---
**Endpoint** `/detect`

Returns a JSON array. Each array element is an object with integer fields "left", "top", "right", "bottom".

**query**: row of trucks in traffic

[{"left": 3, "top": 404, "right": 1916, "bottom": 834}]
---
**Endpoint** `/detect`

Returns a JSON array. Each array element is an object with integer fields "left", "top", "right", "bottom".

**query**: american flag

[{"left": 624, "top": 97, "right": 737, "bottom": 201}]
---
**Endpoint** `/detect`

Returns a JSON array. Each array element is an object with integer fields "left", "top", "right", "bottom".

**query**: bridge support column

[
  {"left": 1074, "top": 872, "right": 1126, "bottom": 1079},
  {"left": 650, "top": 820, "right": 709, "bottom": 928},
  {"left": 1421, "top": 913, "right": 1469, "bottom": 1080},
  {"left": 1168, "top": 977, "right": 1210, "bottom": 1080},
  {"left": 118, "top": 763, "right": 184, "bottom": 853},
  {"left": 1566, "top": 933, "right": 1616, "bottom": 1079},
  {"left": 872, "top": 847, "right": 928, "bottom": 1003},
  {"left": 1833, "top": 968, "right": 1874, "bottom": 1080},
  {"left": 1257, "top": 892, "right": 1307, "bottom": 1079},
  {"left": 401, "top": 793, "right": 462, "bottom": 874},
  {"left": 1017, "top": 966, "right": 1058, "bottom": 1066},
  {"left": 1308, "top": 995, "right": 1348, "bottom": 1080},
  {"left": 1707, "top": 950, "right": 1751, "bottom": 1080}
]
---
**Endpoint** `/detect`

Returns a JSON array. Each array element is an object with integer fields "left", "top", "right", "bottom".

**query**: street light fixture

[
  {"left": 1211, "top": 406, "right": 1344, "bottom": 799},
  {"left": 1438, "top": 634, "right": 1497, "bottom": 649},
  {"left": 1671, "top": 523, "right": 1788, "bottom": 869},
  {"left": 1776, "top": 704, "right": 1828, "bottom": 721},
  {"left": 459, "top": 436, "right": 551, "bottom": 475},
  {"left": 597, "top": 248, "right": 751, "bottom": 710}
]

**Required action**:
All of the material above should be printed exactly as it appears.

**Solved exercise**:
---
**Endpoint** `/detect`

Returns a JSON array. Each array element is an object with integer fields "left", "top", "right", "bottom".

**query**: row of trucks in traffic

[{"left": 3, "top": 404, "right": 1916, "bottom": 834}]
---
**Endpoint** `/detect`

Returns a JSON array. Each array element is an object with integer fields "left", "top", "right", "bottom".

**query**: american flag

[{"left": 624, "top": 97, "right": 737, "bottom": 201}]
---
**Endpoint** `/detect`

Returns a JSON array. Each array element is an object with integer fields "left", "top", "right", "bottom".

**query**: bridge support column

[
  {"left": 1074, "top": 872, "right": 1126, "bottom": 1079},
  {"left": 650, "top": 820, "right": 709, "bottom": 928},
  {"left": 1421, "top": 913, "right": 1469, "bottom": 1080},
  {"left": 1168, "top": 977, "right": 1210, "bottom": 1080},
  {"left": 118, "top": 763, "right": 184, "bottom": 853},
  {"left": 1566, "top": 933, "right": 1616, "bottom": 1079},
  {"left": 872, "top": 847, "right": 928, "bottom": 1003},
  {"left": 1833, "top": 968, "right": 1874, "bottom": 1080},
  {"left": 1257, "top": 892, "right": 1307, "bottom": 1079},
  {"left": 401, "top": 793, "right": 462, "bottom": 874},
  {"left": 1017, "top": 966, "right": 1058, "bottom": 1066},
  {"left": 1308, "top": 995, "right": 1348, "bottom": 1080},
  {"left": 1707, "top": 950, "right": 1751, "bottom": 1080}
]
---
**Endpoint** `/detect`

Returns a JSON array. Each array element is an object with integer fields "left", "top", "right", "bottom".

**query**: street light fixture

[
  {"left": 1211, "top": 406, "right": 1344, "bottom": 799},
  {"left": 1438, "top": 634, "right": 1497, "bottom": 649},
  {"left": 1671, "top": 523, "right": 1788, "bottom": 869},
  {"left": 1776, "top": 704, "right": 1828, "bottom": 721},
  {"left": 459, "top": 436, "right": 551, "bottom": 475},
  {"left": 597, "top": 248, "right": 751, "bottom": 710}
]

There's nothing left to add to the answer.